DO THIS:
Copy the data from its beginning through the line containing "point(823, 180)", requests included, with every point coordinate in the answers increased by 133. Leave the pictures out.

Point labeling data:
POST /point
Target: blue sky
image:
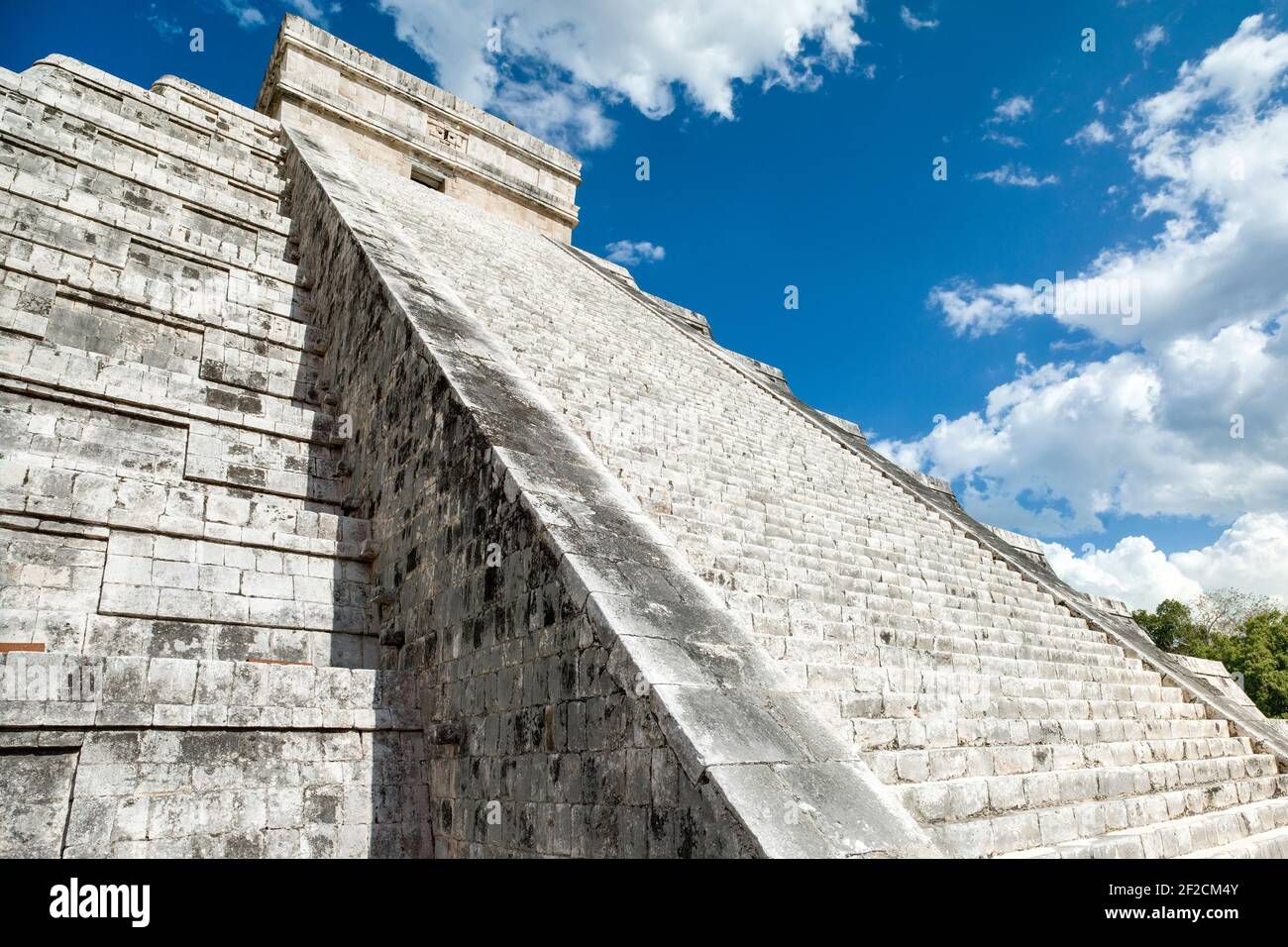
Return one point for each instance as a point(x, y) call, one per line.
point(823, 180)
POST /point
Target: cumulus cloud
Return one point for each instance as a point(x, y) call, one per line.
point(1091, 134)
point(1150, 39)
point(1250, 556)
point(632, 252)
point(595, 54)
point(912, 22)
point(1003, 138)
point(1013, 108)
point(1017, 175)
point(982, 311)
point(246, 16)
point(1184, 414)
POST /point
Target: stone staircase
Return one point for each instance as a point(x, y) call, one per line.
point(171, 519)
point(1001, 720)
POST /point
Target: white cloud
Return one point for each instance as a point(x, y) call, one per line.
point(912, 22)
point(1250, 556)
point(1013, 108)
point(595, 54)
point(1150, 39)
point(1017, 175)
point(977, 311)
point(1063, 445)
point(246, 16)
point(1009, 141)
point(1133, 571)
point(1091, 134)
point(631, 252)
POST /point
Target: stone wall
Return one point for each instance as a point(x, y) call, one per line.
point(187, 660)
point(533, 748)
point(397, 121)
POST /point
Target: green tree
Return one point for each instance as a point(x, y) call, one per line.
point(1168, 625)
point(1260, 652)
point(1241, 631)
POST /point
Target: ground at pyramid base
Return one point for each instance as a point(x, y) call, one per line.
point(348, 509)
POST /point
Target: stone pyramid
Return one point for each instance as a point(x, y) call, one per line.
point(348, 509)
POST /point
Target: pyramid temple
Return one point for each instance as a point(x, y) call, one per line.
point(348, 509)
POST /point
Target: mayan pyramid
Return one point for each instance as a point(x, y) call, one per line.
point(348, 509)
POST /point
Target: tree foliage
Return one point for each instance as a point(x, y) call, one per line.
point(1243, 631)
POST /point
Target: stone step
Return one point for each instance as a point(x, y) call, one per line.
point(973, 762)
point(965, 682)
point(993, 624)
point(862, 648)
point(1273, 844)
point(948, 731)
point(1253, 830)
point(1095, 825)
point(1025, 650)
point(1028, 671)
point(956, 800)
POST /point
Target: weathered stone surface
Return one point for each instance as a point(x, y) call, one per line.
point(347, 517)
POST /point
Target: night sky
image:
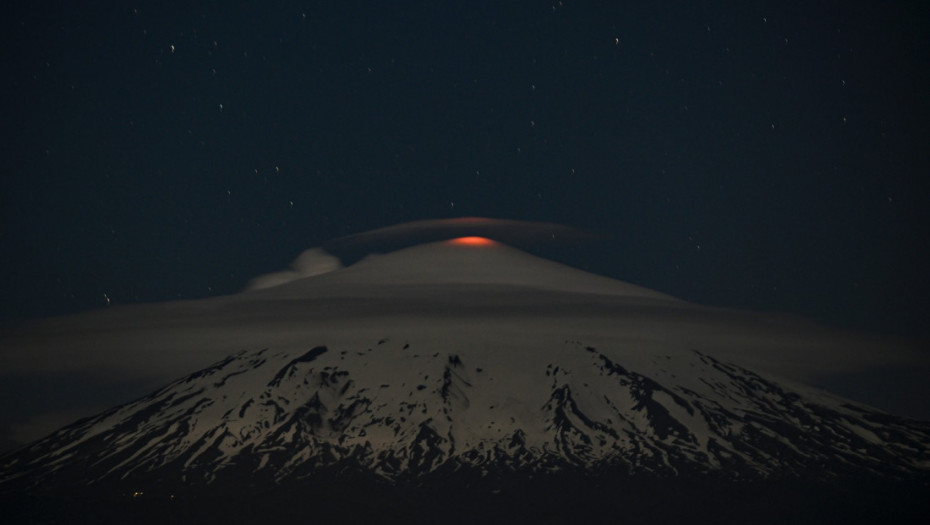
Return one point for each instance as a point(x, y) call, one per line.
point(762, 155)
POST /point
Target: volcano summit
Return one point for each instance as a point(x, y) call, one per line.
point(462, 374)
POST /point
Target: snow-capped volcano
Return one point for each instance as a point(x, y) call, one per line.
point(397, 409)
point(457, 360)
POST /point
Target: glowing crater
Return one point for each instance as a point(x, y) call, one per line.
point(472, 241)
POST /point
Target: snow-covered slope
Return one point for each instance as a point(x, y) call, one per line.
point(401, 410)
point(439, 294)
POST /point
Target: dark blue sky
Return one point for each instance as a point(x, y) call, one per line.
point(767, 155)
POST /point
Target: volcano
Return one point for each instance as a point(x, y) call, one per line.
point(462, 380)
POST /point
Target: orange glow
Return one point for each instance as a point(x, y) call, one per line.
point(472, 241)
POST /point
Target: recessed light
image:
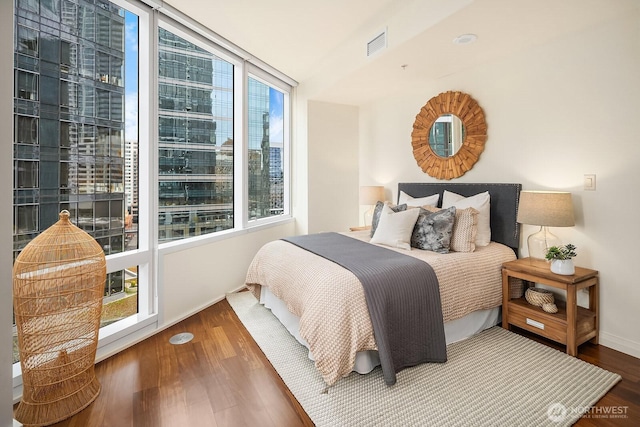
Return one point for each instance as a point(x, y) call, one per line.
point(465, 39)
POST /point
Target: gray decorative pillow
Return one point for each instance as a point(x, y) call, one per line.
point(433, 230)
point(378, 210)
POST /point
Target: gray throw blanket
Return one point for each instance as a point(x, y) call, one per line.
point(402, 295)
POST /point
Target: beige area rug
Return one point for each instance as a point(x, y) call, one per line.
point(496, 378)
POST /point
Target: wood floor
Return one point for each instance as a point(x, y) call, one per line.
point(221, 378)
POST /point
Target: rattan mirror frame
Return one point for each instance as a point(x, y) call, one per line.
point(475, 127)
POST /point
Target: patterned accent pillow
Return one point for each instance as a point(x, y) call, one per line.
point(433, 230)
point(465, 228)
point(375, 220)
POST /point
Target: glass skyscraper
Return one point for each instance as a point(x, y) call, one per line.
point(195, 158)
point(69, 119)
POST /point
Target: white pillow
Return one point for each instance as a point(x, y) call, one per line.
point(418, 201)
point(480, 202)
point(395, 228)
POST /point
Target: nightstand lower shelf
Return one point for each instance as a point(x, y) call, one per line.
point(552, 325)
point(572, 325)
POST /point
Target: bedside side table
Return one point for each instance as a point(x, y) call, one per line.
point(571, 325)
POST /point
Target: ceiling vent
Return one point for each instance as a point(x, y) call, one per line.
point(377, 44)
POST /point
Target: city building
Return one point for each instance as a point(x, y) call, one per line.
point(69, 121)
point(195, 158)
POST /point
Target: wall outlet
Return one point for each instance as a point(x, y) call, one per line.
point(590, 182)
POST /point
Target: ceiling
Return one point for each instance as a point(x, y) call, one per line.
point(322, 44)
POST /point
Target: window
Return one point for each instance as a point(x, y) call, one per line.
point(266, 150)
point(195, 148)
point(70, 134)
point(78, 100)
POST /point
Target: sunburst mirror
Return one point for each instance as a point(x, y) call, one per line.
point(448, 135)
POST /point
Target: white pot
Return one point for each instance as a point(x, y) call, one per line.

OUTPUT BELOW:
POST /point
Target: blue sky
image:
Return one point for each instance as a point(x, y) call, one per line.
point(956, 313)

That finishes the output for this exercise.